Extract:
↓

On the other hand, building characters into the language causes no end in problems for languages like Python which generate coding errors unexpectedly, and CL which has no standard for external formats. Punting the issue makes it easier to get your program working faster, and I can’t possibly consider why that would be a bad thing… Especially considering that nobody complaining about this can offer a single reason why having bignum characters for all strings is a good thing.
January 30th, 2008 at 1:22 PM
I think what Paul Graham meant to say is, “There is so much to do in designing a language, and things like character sets that require a lot of detail and planning are going to have to wait. The kind of people who don’t understand that I am going to focus and develop how the language feels before I worry about that kind of stuff probably won’t like Arc.”

↑

Task requirements: Continue the discussion about how Arc handles character sets, picking up after its last comment.

Supplied information:
↓

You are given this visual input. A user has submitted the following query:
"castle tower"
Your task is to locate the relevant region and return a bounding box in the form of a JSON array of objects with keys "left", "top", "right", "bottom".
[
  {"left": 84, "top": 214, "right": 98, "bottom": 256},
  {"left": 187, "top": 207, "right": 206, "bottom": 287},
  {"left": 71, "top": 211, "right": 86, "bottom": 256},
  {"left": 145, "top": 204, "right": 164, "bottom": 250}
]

↑

Answer for this exercise:
January 30th, 2008 at 1:36 PM
A lot of what I’ve read about Arc since Graham published his tutorial has been worrying. Why would I even bother looking at Arc instead of Scheme? It’s not even as interesting a language as either classical prefix Dylan or even infix Dylan — and the classical prefix Dylan was essentially just Scheme re-imagined with a CLOS-style object system underneath (and exposed to the developer).
January 30th, 2008 at 1:45 PM
I don’t know what’s worse, PG not understanding unicode, or all the people whining about it not understanding it either. Using 16 bit characters doesn’t solve anything, as it still won’t hold tons of code points that are above 16 bit, so you still need to use a variable length encoding. At which point you might as well just use utf-8.
January 30th, 2008 at 2:48 PM
Joe: I think people mean lots of different things by “using unicode”.
Some are talking about string-representation, and string-access time. Others are talking about automatic io-coding. Both of these things have further questions: what to do for invalid codings, or how to handle un-normalized code points.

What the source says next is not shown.